• _Exercise objective_: Will you write out the data exactly, excluding every picture?

• _Information provided_:
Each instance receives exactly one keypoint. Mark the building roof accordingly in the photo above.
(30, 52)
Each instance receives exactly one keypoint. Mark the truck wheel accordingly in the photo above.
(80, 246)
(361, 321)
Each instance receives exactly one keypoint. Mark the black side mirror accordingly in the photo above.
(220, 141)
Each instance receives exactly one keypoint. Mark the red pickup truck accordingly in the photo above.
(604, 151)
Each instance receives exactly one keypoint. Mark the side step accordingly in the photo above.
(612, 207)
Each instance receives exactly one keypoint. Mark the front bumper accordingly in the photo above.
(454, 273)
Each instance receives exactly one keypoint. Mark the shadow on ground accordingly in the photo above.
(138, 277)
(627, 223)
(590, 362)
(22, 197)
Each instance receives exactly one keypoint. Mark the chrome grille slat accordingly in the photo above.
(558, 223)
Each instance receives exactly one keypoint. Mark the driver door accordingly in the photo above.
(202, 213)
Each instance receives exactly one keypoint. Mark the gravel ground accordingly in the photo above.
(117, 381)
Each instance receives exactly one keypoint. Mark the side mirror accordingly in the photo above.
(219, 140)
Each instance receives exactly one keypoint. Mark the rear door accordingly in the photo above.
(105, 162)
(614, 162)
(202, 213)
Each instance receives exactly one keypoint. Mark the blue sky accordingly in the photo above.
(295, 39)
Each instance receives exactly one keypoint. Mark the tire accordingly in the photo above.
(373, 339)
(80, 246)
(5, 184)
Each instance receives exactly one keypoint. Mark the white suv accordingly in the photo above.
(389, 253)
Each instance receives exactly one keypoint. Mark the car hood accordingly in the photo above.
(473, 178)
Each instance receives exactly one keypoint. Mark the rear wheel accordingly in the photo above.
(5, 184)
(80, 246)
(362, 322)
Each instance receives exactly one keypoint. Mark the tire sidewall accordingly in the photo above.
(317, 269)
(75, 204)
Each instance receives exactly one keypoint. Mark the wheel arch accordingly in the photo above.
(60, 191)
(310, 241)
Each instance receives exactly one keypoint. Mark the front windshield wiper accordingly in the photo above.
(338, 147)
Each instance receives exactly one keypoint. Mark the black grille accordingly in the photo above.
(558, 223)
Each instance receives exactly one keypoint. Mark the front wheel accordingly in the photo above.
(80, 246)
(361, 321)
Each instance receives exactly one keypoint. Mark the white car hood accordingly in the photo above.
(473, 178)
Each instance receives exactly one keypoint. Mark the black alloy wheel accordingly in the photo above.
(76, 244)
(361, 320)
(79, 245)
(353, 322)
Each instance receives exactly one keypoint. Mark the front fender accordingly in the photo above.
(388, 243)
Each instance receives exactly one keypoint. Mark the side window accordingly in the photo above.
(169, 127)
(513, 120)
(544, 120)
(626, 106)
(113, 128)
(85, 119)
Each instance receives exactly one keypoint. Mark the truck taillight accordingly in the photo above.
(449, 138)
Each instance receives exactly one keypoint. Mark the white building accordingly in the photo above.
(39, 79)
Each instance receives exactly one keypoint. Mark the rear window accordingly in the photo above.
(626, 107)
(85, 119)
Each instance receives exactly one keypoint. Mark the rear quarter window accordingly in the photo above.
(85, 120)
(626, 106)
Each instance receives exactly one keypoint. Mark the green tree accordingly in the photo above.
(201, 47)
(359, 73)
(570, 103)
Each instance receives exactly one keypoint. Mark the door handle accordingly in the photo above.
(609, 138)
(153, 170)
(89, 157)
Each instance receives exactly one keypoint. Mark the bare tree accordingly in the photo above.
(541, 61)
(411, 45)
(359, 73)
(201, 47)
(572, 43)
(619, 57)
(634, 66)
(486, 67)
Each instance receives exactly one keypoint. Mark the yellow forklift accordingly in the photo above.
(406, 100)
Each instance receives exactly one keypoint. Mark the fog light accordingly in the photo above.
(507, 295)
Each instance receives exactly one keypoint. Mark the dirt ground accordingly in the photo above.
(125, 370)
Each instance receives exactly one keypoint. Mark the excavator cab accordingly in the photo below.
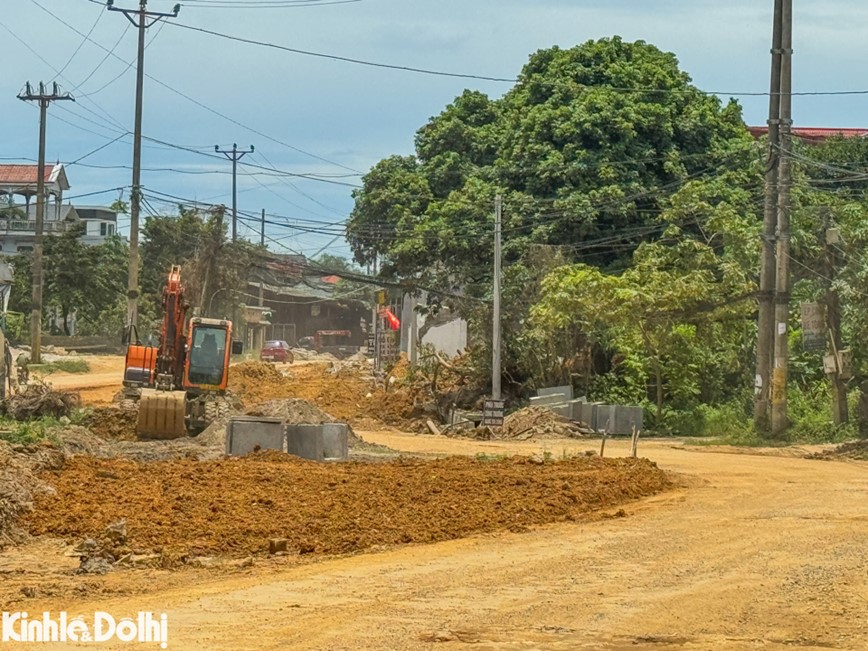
(208, 353)
(181, 383)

• _Exercise answer_:
Each instance receives exactly one keypoint. Mark the building roof accordingly in the photo above.
(30, 52)
Each instance receives exactly one keypoint. Mark the truck wheel accordingly in the photo above.
(80, 246)
(361, 321)
Each instance receives exactly one keypoint. Mark the black side mirror accordingly in the photo above.
(220, 141)
Each instance receives exactly one keypoint. Mark the red pickup truck accordingly in the photo above.
(604, 151)
Each instance receives exactly one keypoint. Mark the side step accordingly in the photo above.
(612, 207)
Each instance receives exactly one keypoint. Mark the front bumper accordingly in the photo above.
(454, 273)
Each instance receives exactly one keypoint. Mark the shadow on ground accordingly in the photo above.
(138, 277)
(627, 223)
(590, 362)
(22, 197)
Each instance receives exactly one keypoint. Mark the chrome grille slat accordingly in the photo above.
(558, 223)
Each instance receives exactly one keypoint. Mark the driver door accordingly in the photo above.
(202, 213)
Each instance receives exactly one keypoint. Mark the gravel ground accordingly in the photo above.
(117, 381)
Each instance receives exactly one keypoint. Mark the side mirror accordingly in the photo above.
(219, 140)
Each instance receives exactly one keypoint. Mark the rear door accordingly in the photo above.
(105, 162)
(614, 162)
(202, 213)
Each instance receives exactly one keypoint. Mark the blue sky accordingly in the photo above.
(295, 39)
Each instance receives exactly one keypoint. Mark the tire accordingly in the photo above.
(373, 339)
(80, 246)
(5, 184)
Each instance receives exactly one keypoint. Mark the white suv accordingly in the photo above.
(389, 253)
Each instance receives exactly one keypoint. Mark the car hood accordingly in the photo above.
(473, 178)
Each instance receives exactly one keypoint. Mark the rear wheel accordingly in the photo above.
(5, 184)
(80, 246)
(362, 322)
Each instance receives exactly one keypoint. Mark the tire sidewall accordingly in the photo above.
(317, 269)
(75, 204)
Each instance receives exactly one keypoint. Mark the wheel arch accordingly in the photo above.
(60, 191)
(310, 241)
Each instance receives exactly one keypoint. Mark the front windshield wiper accordingly in the photo above.
(338, 147)
Each instance receives exactly one keypoint. Mark the black grille accordingly in the photo above.
(558, 223)
Each instance receives exactly one keypoint. Mark the front wheel accordingly in the photo above.
(80, 246)
(361, 321)
Each instance receives exactly one keypoint. Mark the white car hood accordingly in the photo above.
(473, 178)
Each instance receives exactly one keypoint. Mark the black alloy wheel accordingly in the photo above.
(76, 244)
(361, 320)
(79, 245)
(353, 322)
Each instance receives exactly one keypoint. Mark the front fender accordingly in the photo above.
(388, 243)
Each instance receives exactly one keypoint. Mark the side window accordingly in the photo above.
(169, 127)
(513, 120)
(544, 120)
(626, 106)
(113, 128)
(85, 119)
Each instance receives exactly one keypoint. Mark the truck taillight accordingly in the photo above.
(449, 138)
Each instance receives exactly one keypoint. Mark the white building accordingly in the photo above.
(39, 79)
Each instance receives exactly one keypoint. Mark the rear window accordingly in the photo above.
(626, 107)
(85, 119)
Each instance receives exactly one keypoint. Mark the rear quarter window accordingly in the photo above.
(85, 120)
(626, 106)
Each instance receives exactly one keypoint. Mark the green tree accordingly in the photo above.
(201, 47)
(359, 73)
(570, 103)
Each instance receives exactly one keypoint. Mark the door handle accordingly in the photo above.
(609, 138)
(153, 170)
(89, 157)
Each instance receives exactly one keypoint. Mark the bare tree accordingly in the photo above.
(541, 61)
(411, 45)
(359, 73)
(201, 47)
(572, 43)
(619, 57)
(634, 66)
(486, 67)
Each instance receives exactly one keypoint. Mark the yellow forklift accordingly in the photo above.
(406, 100)
Each instance receives exactly one keypoint. Mark the fog light accordingly in the photo above.
(507, 295)
Each instance receives exactly one keypoint. Mark the dirt ground accordingly in the photo above.
(125, 370)
Each instance receives exactly one keypoint. Mark the excavator cab accordingly in the photo below.
(208, 353)
(181, 383)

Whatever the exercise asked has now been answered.